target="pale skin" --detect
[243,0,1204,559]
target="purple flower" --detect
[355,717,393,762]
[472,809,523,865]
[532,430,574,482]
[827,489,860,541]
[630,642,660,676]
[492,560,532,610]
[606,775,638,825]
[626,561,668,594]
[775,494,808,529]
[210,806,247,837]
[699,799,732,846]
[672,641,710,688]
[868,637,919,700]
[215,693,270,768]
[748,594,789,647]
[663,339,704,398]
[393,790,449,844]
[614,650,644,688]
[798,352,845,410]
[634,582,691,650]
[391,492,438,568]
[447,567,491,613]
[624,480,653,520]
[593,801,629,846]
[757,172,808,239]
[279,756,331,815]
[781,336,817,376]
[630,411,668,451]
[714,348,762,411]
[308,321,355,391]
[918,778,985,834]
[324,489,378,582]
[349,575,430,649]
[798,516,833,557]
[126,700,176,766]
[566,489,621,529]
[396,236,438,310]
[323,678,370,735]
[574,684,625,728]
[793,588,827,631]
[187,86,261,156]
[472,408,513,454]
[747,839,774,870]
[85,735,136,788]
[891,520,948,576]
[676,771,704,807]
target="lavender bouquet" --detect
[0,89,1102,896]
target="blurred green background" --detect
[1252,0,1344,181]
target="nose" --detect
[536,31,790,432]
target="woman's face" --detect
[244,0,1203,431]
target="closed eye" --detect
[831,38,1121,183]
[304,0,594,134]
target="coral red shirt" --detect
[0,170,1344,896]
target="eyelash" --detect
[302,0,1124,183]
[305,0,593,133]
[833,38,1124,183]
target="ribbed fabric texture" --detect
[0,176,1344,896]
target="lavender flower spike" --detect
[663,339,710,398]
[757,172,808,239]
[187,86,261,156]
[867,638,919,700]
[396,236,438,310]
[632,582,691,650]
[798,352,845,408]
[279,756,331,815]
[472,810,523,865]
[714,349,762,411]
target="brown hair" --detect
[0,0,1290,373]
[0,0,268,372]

========================================

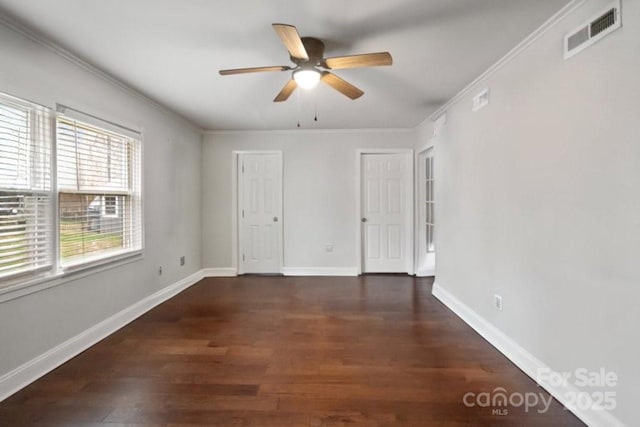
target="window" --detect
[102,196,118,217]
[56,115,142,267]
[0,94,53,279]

========================================

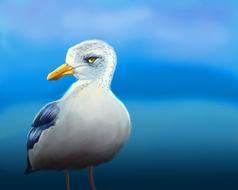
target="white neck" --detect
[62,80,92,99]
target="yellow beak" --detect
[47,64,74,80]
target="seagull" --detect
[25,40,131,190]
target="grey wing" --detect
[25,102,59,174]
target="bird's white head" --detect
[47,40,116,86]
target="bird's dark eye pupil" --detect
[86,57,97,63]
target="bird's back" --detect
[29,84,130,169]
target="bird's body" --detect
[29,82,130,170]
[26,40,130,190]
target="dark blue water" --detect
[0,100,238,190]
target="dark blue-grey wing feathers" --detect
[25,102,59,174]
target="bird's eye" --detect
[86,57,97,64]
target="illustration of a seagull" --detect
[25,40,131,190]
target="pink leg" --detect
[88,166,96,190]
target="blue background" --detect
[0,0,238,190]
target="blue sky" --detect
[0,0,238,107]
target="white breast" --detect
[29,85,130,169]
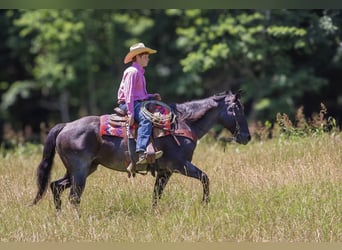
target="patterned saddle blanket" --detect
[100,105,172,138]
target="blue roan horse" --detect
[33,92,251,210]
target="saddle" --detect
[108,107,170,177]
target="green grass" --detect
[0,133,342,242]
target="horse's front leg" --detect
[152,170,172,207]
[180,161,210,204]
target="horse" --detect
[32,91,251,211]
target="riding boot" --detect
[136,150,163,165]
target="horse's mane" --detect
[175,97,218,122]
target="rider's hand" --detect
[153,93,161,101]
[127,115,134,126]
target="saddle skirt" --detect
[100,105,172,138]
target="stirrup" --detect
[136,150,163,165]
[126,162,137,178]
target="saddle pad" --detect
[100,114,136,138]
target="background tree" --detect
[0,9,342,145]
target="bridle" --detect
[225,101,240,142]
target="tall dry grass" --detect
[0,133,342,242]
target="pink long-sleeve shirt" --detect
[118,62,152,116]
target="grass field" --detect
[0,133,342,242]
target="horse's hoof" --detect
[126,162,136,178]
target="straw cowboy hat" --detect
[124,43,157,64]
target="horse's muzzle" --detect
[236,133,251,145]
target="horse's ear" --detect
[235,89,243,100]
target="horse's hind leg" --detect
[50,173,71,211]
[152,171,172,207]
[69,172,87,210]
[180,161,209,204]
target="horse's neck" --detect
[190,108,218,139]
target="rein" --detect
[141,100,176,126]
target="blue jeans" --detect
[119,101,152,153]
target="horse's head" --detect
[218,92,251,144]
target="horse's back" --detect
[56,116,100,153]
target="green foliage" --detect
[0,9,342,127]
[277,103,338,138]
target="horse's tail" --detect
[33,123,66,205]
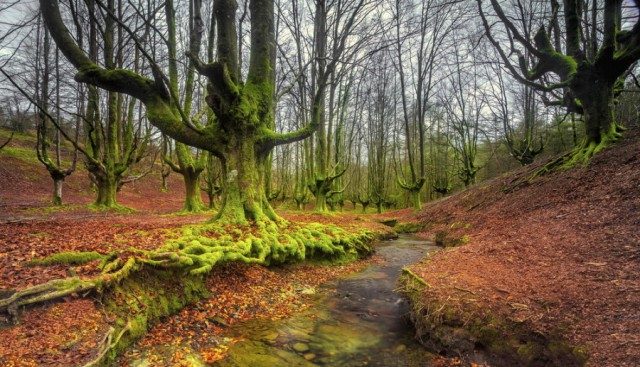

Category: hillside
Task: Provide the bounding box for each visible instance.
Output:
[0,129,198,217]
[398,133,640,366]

========================================

*What this task involves*
Find every line in the data above that contains the word "pink", and copy each one out in full. Matching is case-sensitive.

*Output for this task*
target="pink leg" --detect
target="pink long-sleeve shirt" --detect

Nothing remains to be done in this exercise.